夕食の時間は毎日発行される船内新聞に表示されています。この日の「春日」での食事は18時から食べることができ、19時15分までに入って下さいとのこと。
お部屋のバスでシャワーを浴びて、ざっと汗を流したのち、18時から食べられるということで、レストラン「春日」に向かいました。「春日」の手前にはお寿司のカウンターがありますが、お寿司は有料です。
レストラン入り口のスタッフに部屋番号を伝えると、席に案内されます。映画などでは、6-8人くらいのお客さんで同じテーブルを囲み、楽しく談笑しながら食事を楽しむシーンを見かけていたので、見ず知らずのお客さんと、おしゃべりしながら食べるのはちょっと苦手と心配していたのですが、幸い2人だけのテーブルでした。と言っても隣のテーブルとはほとんどくっついている状態で、おしゃべしようと思えば、盛り上がれる近さでしたが、幸いお隣さんも2人旅で、周囲に干渉されたい感じもありませんでした。
初日のメニューは洋食で、通常コースとカロリー控えめのヘルシーコースから選択します。私達は通常コースを選択しました。前菜から始まり、魚料理、お口直しのシャーベット、肉料理にデザートとフルコースです。
こちらのメニューの裏側は、こんなデザインで、大阪商船株式会社の文字が記されていました。
テーブルの上には、ナイフとフォークがズラリ。こんなセッティングの食事をしたのはいったいいつ以来でしょう?
初日はノンアルコールスパークリングワインを注文(有料)して、乾杯して夕食をいただきました。
まずは前菜が2品。ウェイターさんはほとんどが外国人ですが、お料理の名前などは日本語で○○○○です、などと説明しながらサーブしてくれます。日本語難しいと思うのですが、皆さん素晴らしい。
つづいてお魚料理。メニューにはドーバーソールと表示されていました。なんのお魚だろうと、普段ならスマホで調べますが、すでに出港して陸から離れていたこともあり、スマホも圏外。帰宅後調べたら、ドーバー海峡で獲れるヒラメのようです。
お口直しのシャーベットはブドウのシャーベット。
メインは牛フィレ肉の赤ワインソース。お客さんの年代が高いせいか、量が少なめで助かります。
お肉料理の時に、コース外ですがにっぽん丸特製のローストビーフをいただくことも可能です。こちらも無料です。メインがやや軽めとは言え、フルコースディナーなのでかなりお腹はいっぱい。にっぽん丸側もそこは承知していて、ハーフや4分の1サイズの用意がありました。私は4分の1サイズをお願いしました。
最後にデザートが出て夕食は終了です。コーヒー・紅茶・ハーブティーなどと一緒にいただきます。

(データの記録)
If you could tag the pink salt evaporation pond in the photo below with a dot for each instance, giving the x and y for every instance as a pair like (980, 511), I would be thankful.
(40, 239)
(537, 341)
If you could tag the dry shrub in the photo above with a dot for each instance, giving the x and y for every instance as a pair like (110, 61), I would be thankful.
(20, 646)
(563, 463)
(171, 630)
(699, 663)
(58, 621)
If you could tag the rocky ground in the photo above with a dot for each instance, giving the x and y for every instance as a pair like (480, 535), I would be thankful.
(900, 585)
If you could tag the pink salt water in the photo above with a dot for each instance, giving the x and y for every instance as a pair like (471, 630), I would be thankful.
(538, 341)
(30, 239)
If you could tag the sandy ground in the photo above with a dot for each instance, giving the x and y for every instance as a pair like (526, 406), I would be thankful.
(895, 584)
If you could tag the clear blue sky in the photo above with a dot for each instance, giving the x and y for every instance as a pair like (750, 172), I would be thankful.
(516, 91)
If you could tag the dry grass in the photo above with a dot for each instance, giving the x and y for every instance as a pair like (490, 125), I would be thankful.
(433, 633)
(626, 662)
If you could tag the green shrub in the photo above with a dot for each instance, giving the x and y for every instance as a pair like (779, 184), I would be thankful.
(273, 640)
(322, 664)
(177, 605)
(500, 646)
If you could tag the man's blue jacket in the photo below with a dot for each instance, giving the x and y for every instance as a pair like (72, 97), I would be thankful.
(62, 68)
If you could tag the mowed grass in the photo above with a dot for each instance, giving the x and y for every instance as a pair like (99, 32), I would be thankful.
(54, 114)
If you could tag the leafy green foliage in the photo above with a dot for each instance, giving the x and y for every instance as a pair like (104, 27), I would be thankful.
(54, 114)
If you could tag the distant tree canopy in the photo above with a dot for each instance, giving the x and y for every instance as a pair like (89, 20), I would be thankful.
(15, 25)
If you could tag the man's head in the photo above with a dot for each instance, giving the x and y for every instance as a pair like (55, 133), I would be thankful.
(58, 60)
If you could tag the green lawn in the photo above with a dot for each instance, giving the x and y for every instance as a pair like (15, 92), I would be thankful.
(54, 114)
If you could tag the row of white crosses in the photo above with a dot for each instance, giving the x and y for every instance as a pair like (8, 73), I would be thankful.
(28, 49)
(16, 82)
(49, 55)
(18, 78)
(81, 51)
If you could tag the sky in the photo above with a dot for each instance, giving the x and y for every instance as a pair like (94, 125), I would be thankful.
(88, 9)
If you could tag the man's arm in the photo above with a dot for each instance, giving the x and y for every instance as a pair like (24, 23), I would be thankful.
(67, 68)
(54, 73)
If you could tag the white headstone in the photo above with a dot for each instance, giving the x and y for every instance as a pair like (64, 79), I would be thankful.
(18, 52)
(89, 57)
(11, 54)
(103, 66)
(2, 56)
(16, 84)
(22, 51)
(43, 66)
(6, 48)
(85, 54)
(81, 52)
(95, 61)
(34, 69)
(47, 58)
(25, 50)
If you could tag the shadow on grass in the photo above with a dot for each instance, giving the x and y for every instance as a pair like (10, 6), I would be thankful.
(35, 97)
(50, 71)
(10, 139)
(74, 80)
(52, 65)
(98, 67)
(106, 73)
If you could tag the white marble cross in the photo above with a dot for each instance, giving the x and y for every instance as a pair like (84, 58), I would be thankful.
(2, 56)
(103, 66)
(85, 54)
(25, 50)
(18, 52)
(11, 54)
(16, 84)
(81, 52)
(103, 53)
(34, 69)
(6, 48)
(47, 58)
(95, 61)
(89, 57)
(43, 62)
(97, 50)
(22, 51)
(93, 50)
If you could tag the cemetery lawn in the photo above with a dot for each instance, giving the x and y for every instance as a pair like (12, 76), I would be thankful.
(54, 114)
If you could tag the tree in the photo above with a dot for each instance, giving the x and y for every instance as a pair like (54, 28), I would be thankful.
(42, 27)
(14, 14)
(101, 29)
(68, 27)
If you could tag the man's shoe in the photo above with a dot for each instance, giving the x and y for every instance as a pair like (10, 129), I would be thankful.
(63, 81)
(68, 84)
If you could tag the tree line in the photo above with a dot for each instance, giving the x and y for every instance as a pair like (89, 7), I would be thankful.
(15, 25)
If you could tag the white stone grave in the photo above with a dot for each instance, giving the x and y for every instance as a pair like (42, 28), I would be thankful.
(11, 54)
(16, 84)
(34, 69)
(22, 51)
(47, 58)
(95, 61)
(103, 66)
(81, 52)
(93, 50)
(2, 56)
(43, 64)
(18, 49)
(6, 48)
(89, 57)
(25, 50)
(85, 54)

• やること A:
本文の「夕食の時間は毎日発行される船」から始まり「たい感じもありませんでした。」で終わる部分を、「春日」を「桜」に入れ替えて書き直してください。
• やること B:
本文の内容を2文でまとめてください。

• 正しい答え A:
夕食の時間は毎日発行される船内新聞に表示されています。この日の「桜」での食事は18時から食べることができ、19時15分までに入って下さいとのこと。
お部屋のバスでシャワーを浴びて、ざっと汗を流したのち、18時から食べられるということで、レストラン「桜」に向かいました。「桜」の手前にはお寿司のカウンターがありますが、お寿司は有料です。
レストラン入り口のスタッフに部屋番号を伝えると、席に案内されます。映画などでは、6-8人くらいのお客さんで同じテーブルを囲み、楽しく談笑しながら食事を楽しむシーンを見かけていたので、見ず知らずのお客さんと、おしゃべりしながら食べるのはちょっと苦手と心配していたのですが、幸い2人だけのテーブルでした。と言っても隣のテーブルとはほとんどくっついている状態で、おしゃべしようと思えば、盛り上がれる近さでしたが、幸いお隣さんも2人旅で、周囲に干渉されたい感じもありませんでした。

• 正しい答え B:
船での初日の夕食はレストラン「春日」でとる洋食で、通常コースを選ぶと、前菜、魚料理、シャーベット、肉料理、デザートの順にフルコースが出た。メインの肉料理は量が少なめで、無料のローストビーフも4分の1サイズで頼み、最後はデザートをコーヒーや紅茶などと一緒に食べて夕食が終わった。